▶ **Bacaan yang Disediakan**

--------

Cryptococcosis pulmoner pada pasien imunokompeten biasanya sembuh sendiri tanpa terapi. Namun melihat kecenderungan cryptococcus untuk menyebar ekstrapulmoner, ketidakmampuan untuk mengukur status imun pasien secara tepat, dan avaibilitas dari terapi low-toxicity dalam bentuk fluconazole, maka rekomendasiuntuk pasien cryptococcosis pulmoner imunokompeten adalah dengan pemberian fluconazole (200-400mg/hari selama 3-6 bulan).
Cryptococcosis ekstrapulmoner tanpa infeksi ke SSP dapat diobati dengan regimen yang sama dan dapat ditambahkan amphotericin B (0,5-1 mg/kgBB perhari selama 4-6 minggu) untuk kasus yang lebih berat. Sedangkan untuk cryptococcosis ekstrapulmoner dengan meningoensefalitis terapi yang disarankan adalah AmB (0,5-1mg/kgBB) dan flucytosine (100mg/kgBB) untuk 6-10 minggu.

--------

▶ **Data yang Ditampilkan**
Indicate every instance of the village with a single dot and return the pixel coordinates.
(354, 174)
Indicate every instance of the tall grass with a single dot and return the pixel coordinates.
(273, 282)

--------

▶ **Aktivitas 1**
Salin kata demi kata bagian dari bacaan tentang cryptococcosis yang dimulai pada kata "Cryptococcosis ekstrapulmoner tanpa" dan berakhir setelah kata "untuk 6-10 minggu.".
▶ **Aktivitas 2**
Jawablah pertanyaan berikut berdasarkan bacaan tentang cryptococcosis.
(a) Berapa dosis dan lama pemberian fluconazole yang direkomendasikan untuk pasien cryptococcosis pulmoner imunokompeten?
(b) Obat apa yang dapat ditambahkan pada kasus cryptococcosis ekstrapulmoner tanpa infeksi ke SSP yang lebih berat?
(c) Berapa lama terapi AmB dan flucytosine disarankan untuk cryptococcosis ekstrapulmoner dengan meningoensefalitis?

▶ **Penyelesaian Latihan 1**
Cryptococcosis ekstrapulmoner tanpa infeksi ke SSP dapat diobati dengan regimen yang sama dan dapat ditambahkan amphotericin B (0,5-1 mg/kgBB perhari selama 4-6 minggu) untuk kasus yang lebih berat. Sedangkan untuk cryptococcosis ekstrapulmoner dengan meningoensefalitis terapi yang disarankan adalah AmB (0,5-1mg/kgBB) dan flucytosine (100mg/kgBB) untuk 6-10 minggu.

▶ **Penyelesaian Latihan 2**
(a) 200-400 mg/hari selama 3-6 bulan.
(b) Amphotericin B (0,5-1 mg/kgBB per hari selama 4-6 minggu).
(c) 6-10 minggu.